What is required – Go line by line through the entries below and copy those containing the string "building".

Data excerpts –
.....
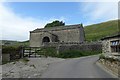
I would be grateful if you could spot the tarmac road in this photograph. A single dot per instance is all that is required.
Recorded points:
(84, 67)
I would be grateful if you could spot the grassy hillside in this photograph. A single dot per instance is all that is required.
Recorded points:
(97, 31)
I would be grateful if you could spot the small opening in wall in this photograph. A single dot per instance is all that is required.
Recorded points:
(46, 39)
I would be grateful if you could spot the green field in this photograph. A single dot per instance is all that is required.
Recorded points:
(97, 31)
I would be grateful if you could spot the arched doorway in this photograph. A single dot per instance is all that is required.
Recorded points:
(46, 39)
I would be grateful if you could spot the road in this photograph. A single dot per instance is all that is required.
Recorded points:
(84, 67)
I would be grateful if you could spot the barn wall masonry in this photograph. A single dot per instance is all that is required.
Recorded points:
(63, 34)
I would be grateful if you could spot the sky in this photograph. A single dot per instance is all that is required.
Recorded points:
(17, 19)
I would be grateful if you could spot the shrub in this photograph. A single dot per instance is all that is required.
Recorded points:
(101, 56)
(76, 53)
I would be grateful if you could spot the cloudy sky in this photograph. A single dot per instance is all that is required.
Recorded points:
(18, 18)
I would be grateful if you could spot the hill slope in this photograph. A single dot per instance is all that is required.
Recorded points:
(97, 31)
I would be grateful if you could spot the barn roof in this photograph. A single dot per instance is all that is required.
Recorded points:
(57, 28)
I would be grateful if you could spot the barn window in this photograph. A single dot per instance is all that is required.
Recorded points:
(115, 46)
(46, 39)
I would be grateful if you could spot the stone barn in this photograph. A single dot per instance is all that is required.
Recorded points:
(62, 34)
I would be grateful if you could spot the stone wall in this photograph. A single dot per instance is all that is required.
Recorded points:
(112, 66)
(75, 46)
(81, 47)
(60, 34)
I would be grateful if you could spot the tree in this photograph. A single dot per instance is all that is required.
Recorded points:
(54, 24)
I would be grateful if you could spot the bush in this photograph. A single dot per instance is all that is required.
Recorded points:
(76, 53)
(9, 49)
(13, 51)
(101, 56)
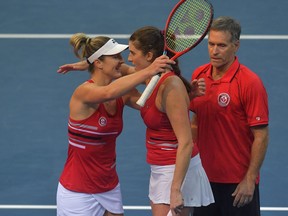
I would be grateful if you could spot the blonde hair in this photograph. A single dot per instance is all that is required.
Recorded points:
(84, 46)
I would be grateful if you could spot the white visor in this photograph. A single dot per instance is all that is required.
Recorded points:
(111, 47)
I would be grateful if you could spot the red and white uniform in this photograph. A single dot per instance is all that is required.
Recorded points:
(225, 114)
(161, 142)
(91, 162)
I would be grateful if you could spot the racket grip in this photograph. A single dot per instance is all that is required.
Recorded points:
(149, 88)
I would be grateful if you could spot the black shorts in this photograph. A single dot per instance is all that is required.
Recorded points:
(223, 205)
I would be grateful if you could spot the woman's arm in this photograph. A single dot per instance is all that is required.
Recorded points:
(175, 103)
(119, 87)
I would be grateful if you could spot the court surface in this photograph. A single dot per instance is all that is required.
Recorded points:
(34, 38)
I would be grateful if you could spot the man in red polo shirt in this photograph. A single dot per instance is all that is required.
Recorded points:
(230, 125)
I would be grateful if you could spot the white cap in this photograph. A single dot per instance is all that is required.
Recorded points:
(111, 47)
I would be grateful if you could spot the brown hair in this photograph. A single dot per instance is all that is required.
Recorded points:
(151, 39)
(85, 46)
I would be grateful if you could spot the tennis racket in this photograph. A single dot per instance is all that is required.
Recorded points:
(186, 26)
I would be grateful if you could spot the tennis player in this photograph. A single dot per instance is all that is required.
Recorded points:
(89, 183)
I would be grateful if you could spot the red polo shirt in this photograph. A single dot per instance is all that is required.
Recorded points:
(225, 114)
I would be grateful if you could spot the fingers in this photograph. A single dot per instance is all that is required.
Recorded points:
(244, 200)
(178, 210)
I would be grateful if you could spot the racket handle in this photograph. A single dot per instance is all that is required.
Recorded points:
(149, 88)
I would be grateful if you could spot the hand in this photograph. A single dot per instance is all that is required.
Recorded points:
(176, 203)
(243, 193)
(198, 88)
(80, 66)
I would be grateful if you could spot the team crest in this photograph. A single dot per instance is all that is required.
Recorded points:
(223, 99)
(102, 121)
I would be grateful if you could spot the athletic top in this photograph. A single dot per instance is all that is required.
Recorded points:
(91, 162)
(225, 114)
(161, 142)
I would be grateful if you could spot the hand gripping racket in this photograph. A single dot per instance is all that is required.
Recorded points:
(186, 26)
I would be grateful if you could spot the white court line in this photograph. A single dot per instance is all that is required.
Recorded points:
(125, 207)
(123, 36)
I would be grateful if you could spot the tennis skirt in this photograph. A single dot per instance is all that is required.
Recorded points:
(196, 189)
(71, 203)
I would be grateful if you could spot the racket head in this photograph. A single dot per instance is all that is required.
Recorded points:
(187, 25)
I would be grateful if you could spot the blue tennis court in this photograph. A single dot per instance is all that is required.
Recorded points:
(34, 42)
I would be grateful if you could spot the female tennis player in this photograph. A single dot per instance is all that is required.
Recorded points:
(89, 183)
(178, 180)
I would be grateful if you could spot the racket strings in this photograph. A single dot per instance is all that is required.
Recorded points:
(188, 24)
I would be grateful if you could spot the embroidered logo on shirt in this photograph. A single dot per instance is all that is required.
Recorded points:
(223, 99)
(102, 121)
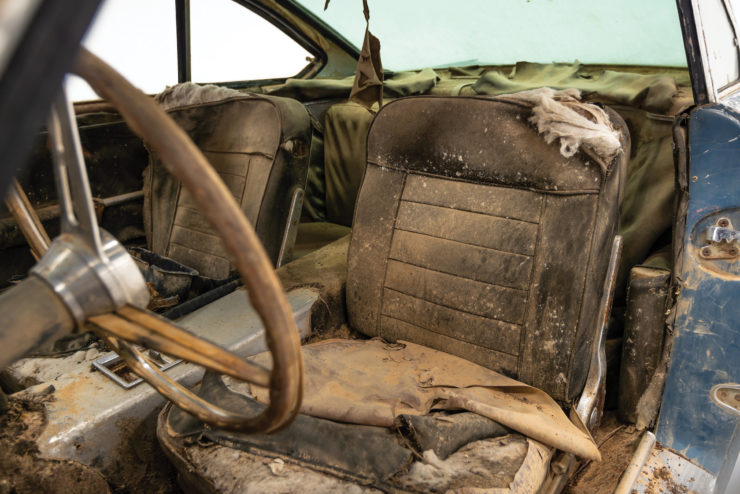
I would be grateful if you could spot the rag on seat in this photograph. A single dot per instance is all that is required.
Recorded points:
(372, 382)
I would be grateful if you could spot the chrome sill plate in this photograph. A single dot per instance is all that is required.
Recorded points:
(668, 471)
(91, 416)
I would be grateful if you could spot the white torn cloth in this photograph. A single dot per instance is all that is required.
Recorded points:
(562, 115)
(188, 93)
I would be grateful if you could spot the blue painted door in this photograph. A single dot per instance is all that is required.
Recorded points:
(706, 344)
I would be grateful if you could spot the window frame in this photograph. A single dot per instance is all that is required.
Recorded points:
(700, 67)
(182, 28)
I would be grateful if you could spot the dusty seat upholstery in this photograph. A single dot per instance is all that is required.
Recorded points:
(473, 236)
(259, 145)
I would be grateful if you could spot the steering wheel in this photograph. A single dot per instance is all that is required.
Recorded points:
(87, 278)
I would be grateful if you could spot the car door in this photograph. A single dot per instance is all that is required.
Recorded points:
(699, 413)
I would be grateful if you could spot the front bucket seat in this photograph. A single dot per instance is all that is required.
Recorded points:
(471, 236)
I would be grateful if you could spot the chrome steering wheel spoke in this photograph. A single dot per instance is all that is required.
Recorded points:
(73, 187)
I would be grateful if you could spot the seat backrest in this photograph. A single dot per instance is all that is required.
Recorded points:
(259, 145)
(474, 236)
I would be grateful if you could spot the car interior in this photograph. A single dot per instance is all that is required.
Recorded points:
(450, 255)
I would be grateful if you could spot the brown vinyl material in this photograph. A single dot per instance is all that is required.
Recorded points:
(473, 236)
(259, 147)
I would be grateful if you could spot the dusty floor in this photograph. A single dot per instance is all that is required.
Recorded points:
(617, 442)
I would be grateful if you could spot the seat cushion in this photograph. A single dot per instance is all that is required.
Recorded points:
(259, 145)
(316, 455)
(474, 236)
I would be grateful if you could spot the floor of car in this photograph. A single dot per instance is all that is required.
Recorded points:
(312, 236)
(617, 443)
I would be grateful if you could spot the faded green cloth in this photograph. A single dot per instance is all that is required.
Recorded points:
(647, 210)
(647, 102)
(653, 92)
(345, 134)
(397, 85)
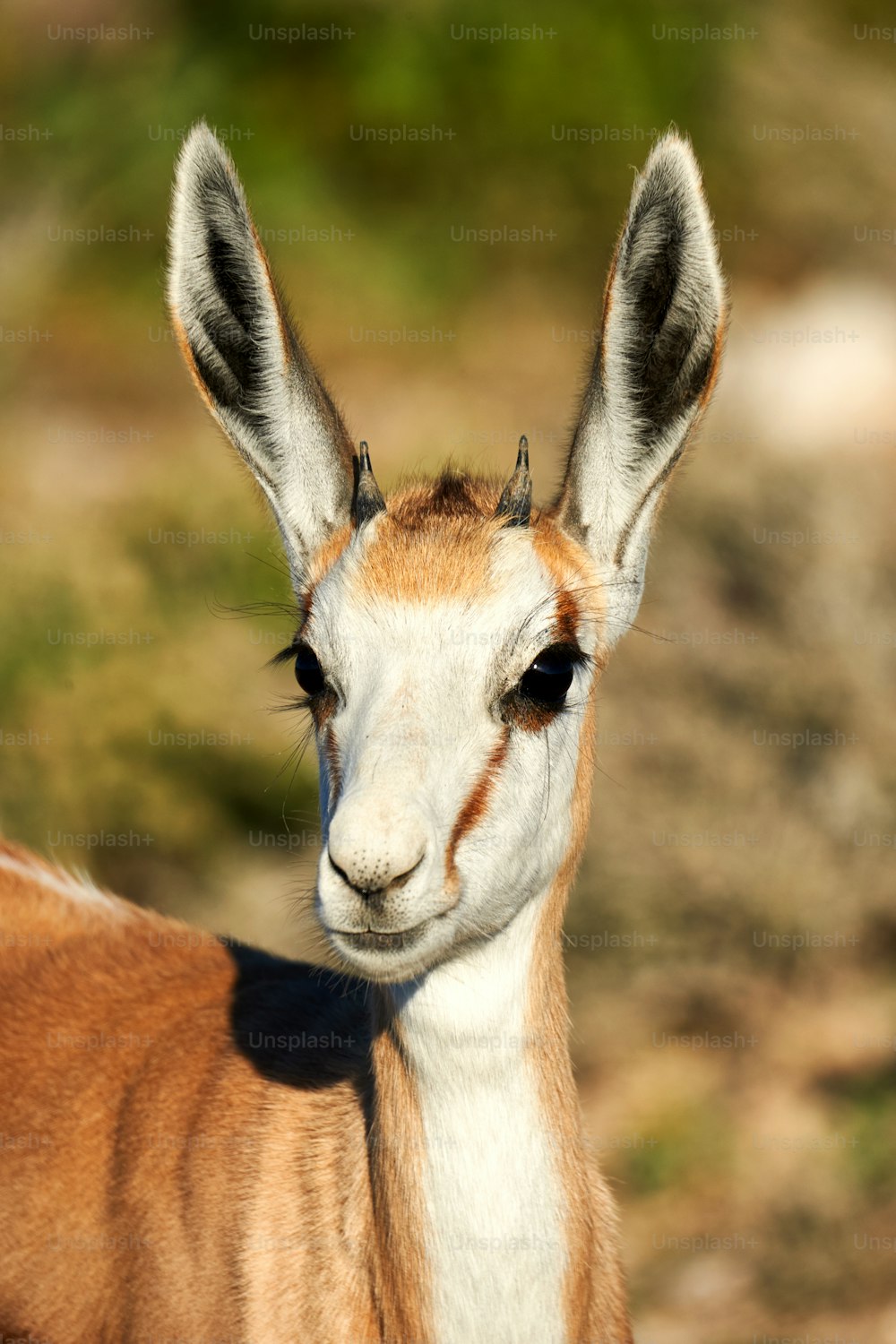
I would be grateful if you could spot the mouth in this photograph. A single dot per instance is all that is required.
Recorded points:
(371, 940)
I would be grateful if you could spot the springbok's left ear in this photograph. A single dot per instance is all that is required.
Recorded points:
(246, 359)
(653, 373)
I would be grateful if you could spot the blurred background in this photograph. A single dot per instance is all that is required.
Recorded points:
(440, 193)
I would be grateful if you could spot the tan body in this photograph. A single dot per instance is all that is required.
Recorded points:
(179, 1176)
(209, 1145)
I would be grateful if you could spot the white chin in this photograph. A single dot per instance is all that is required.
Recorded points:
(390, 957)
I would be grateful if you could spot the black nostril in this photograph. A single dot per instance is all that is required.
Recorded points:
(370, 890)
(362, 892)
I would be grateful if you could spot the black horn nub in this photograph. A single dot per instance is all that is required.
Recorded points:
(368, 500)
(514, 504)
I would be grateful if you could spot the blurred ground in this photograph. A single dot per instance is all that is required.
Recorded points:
.....
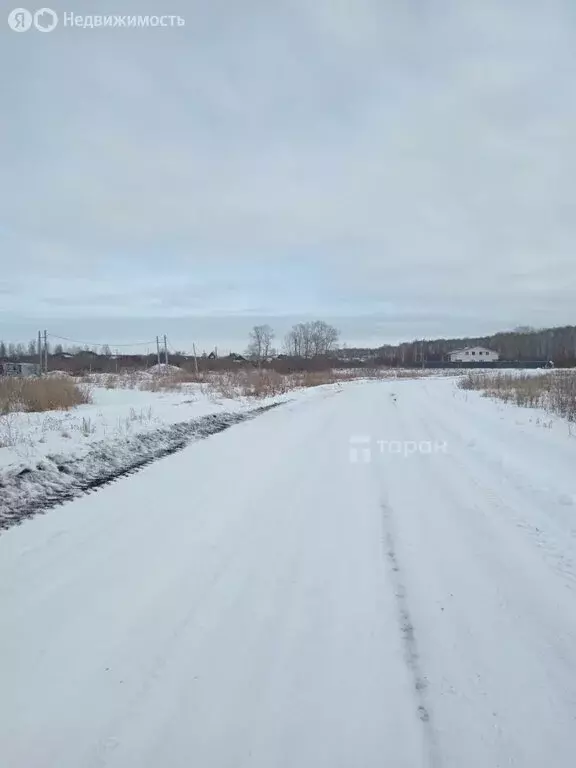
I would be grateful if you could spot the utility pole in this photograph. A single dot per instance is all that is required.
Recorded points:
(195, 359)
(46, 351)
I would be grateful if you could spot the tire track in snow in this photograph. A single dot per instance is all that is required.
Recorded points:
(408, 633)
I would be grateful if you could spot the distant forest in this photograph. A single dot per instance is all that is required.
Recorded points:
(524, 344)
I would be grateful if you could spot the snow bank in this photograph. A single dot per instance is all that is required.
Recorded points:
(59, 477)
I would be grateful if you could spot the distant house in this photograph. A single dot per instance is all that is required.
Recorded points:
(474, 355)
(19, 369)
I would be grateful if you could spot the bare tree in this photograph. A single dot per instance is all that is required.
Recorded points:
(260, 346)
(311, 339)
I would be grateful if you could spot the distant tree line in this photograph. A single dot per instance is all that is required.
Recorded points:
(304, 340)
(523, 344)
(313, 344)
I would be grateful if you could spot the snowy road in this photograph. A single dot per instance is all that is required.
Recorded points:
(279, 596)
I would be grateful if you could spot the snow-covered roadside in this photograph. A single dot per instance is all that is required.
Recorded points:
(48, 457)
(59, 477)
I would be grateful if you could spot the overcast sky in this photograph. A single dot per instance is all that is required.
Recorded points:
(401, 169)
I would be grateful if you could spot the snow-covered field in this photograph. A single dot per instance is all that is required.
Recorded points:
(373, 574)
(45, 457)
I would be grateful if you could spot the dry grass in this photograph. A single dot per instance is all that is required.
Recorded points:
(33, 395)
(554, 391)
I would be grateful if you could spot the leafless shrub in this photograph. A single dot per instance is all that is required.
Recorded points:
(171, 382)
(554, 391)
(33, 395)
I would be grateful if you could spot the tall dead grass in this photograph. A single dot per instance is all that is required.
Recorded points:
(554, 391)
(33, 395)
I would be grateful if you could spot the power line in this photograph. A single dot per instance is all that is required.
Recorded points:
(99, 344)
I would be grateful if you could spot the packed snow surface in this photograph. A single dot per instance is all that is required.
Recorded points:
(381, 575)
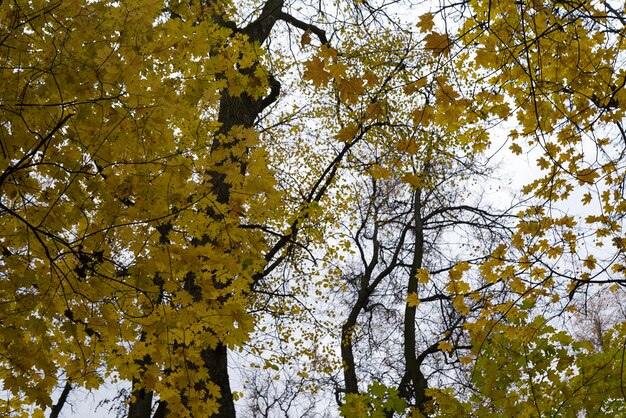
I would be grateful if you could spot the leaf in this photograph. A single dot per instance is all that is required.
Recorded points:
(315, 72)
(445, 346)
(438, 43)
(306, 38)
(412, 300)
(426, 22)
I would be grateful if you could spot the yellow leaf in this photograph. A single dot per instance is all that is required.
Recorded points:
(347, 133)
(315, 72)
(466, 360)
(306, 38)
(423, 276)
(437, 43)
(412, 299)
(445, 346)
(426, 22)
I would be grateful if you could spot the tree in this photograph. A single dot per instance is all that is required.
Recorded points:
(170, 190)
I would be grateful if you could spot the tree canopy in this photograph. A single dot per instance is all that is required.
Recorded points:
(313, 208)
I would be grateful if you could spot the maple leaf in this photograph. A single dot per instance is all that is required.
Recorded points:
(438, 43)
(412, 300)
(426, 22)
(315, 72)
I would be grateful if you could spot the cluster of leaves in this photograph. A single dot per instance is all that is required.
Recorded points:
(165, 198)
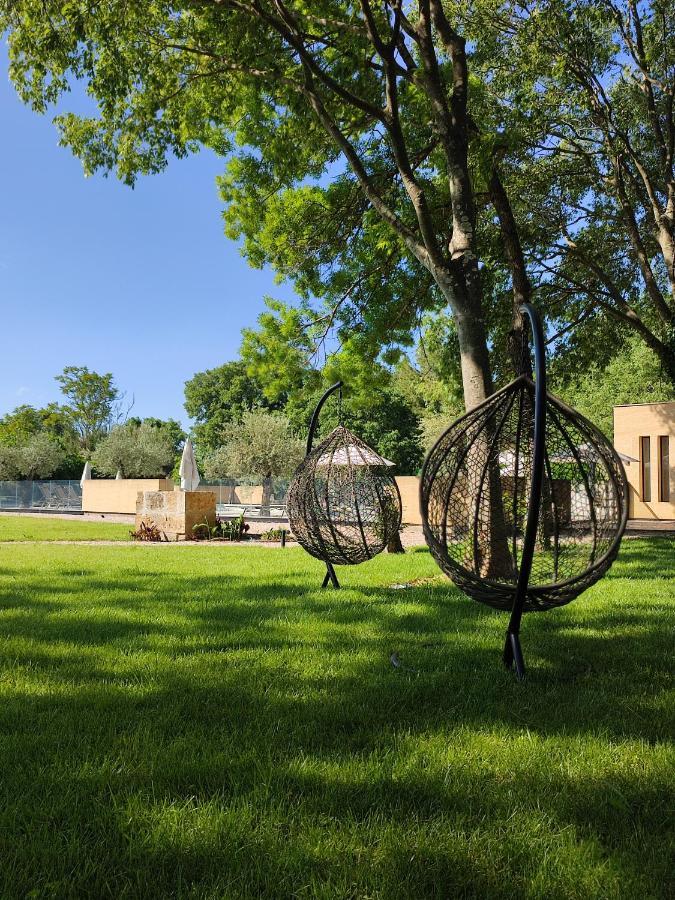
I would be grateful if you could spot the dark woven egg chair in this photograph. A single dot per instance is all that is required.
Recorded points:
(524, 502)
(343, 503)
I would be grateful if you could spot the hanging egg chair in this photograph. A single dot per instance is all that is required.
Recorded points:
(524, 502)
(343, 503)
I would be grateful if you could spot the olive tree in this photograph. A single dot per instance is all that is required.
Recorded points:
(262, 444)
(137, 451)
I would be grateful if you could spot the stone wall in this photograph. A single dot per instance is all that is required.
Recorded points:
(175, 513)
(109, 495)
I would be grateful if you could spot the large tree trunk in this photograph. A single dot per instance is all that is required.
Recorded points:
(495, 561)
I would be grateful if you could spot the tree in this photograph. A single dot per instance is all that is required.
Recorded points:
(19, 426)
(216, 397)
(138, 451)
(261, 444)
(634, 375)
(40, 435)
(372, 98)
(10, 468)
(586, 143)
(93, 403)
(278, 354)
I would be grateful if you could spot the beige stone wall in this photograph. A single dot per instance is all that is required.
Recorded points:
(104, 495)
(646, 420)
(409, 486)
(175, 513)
.....
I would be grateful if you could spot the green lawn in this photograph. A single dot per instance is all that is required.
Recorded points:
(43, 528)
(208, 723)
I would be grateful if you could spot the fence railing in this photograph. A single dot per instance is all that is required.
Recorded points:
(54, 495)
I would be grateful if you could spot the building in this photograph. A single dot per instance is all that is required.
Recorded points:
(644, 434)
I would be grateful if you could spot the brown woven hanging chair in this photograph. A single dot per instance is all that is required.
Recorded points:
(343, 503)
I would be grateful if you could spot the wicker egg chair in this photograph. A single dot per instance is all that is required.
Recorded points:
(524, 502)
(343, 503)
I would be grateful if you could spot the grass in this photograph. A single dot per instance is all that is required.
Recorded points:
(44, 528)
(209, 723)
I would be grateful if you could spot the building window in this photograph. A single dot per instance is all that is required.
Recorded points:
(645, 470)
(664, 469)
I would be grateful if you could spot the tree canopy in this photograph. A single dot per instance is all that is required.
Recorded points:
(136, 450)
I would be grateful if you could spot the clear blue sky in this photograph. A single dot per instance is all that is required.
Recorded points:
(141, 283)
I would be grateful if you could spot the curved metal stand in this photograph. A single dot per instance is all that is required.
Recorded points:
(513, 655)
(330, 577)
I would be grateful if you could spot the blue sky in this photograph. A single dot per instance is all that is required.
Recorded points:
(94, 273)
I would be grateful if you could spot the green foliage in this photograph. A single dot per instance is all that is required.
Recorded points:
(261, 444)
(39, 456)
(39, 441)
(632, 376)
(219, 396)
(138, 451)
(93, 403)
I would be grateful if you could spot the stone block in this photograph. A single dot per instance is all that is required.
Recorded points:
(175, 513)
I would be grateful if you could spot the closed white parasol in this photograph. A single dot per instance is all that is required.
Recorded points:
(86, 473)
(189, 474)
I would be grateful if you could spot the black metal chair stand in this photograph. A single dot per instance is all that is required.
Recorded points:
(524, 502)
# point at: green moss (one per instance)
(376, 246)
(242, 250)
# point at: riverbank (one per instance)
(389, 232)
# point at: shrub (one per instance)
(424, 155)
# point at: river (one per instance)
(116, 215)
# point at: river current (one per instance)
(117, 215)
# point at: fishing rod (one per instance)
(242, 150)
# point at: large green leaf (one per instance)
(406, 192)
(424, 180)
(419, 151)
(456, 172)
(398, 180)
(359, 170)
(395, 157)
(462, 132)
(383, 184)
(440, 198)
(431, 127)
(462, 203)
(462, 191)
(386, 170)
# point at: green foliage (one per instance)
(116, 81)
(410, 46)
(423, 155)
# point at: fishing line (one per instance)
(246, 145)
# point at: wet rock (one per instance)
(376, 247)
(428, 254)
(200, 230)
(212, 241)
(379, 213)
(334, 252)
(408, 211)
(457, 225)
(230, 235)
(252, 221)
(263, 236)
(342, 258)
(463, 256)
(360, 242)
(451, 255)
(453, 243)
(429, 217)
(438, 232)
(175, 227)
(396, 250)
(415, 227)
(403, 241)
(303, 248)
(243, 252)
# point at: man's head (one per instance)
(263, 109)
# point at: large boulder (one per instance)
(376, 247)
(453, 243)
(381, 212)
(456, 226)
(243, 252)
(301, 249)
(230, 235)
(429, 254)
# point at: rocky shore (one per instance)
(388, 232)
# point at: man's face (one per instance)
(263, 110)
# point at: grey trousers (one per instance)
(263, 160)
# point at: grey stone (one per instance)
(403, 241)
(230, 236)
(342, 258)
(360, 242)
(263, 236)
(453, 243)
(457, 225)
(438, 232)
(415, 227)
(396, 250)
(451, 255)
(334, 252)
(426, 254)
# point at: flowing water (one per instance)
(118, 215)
.....
Final answer –
I would be grateful if you could spot the building in this photograph. A single dot per instance is all that is required.
I would be grateful if you could spot the building window in this photograph. A single dot per instance is all that is required.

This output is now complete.